■ GOAL ■
Go through the listing and set it down exactly, leaving out its pictures.

■ LISTED RECORDS ■
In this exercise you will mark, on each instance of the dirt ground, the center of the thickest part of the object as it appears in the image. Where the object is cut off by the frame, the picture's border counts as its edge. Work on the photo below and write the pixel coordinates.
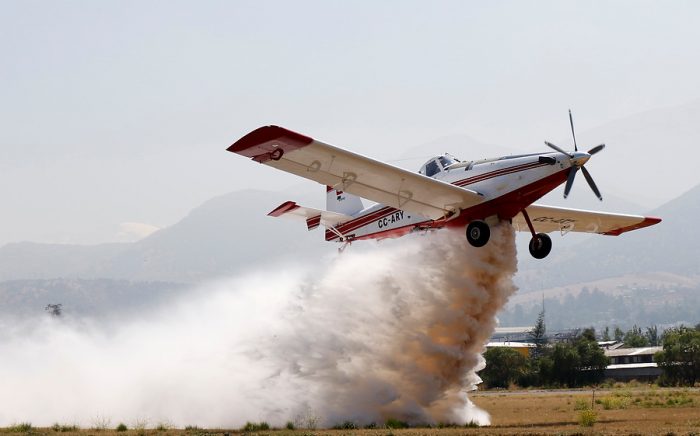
(625, 411)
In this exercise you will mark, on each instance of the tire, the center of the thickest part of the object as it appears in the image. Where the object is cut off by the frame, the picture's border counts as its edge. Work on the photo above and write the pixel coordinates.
(540, 246)
(478, 233)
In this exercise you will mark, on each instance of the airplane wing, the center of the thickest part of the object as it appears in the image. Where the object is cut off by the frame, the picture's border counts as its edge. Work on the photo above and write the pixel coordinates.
(313, 217)
(550, 219)
(350, 172)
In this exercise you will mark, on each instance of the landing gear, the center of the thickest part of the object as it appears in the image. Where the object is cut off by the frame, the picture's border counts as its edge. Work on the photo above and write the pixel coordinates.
(540, 245)
(478, 233)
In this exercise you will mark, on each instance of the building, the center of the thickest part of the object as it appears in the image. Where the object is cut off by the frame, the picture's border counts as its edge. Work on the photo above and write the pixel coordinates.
(521, 347)
(632, 364)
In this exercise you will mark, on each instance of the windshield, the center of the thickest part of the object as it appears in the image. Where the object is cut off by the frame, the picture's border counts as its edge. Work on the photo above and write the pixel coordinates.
(446, 161)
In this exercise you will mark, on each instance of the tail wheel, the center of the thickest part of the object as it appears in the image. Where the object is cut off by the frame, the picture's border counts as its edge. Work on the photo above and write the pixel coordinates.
(478, 233)
(540, 246)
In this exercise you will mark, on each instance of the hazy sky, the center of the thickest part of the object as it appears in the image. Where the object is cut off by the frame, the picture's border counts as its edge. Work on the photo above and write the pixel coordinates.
(120, 112)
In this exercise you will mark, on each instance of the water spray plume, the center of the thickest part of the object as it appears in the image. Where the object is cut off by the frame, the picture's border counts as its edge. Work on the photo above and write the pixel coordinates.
(392, 332)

■ RESPONSE TO THE EXERCISE ■
In this exercise you will mark, on each instance of the dirt ground, the center of the thickest part of the object as it appears in the image. Where the object is cut off by the frame, the picture's border counts as its edge. Work on the photo below and write the pixel coordinates.
(625, 411)
In this exercise you will mark, on each instance of the tire, the center of the thickest part of the object as it appears in the image. Where the object is cut off by the frame, the picture's border counts as its edge. Work on the photo above and write the pixel coordinates.
(540, 246)
(478, 233)
In this exercise you will mark, on each instance of the airplane wing, the center of the thickest part of the object as it appears in the image. Where the object is cut off by the frame, the picture's border counts as its edge. Work on the photo above and write the pixel coordinates.
(313, 217)
(550, 219)
(350, 172)
In this exercise you will mark, on each instance of the landing gear, the center of the thickest part of the object as it appears in the image. Where the object is cut off by the frame, the picture's border counts as its edge. Work on the photo above and write the pixel coordinates.
(540, 245)
(478, 233)
In this exercise you will mark, on each instance of the building, the center of the thickest part of the object as it appears in the image. Where the object is cut off by the frame, the picture's border counts as its edge. Work on the photo above and write the pixel coordinates.
(521, 347)
(632, 364)
In this exercise you will mark, on each instance of the windshield, the center of the thickest part of the object as it appears in the image. Where the object is cut off by the frame, the picture's border counts as its edge. Work on the photo above and write the pixel coordinates.
(446, 161)
In this exercise you will mark, on each instance of the tail wheel, the center of the thickest part of the object as it appears in the image. Where the object is cut off by the frame, the picture's border counts as its edge. Work on the photo above and write the pixel coordinates.
(478, 233)
(540, 246)
In this exercise you will mark, on each instance of the hazy sky, the center of the thickest part of the object as it appears in the image. Where the object is cut off by the frame, the picture's border counts as its edge. Work on the photo above and write the pixel coordinates.
(120, 112)
In this exercise you will mark, on each instance of the water spray plume, the center of the thickest part of the object as it appears in the image. Where the object is cut off by the frame, the picture's border counts as its edge. Work on the photo above and write the pixel coordinates.
(392, 332)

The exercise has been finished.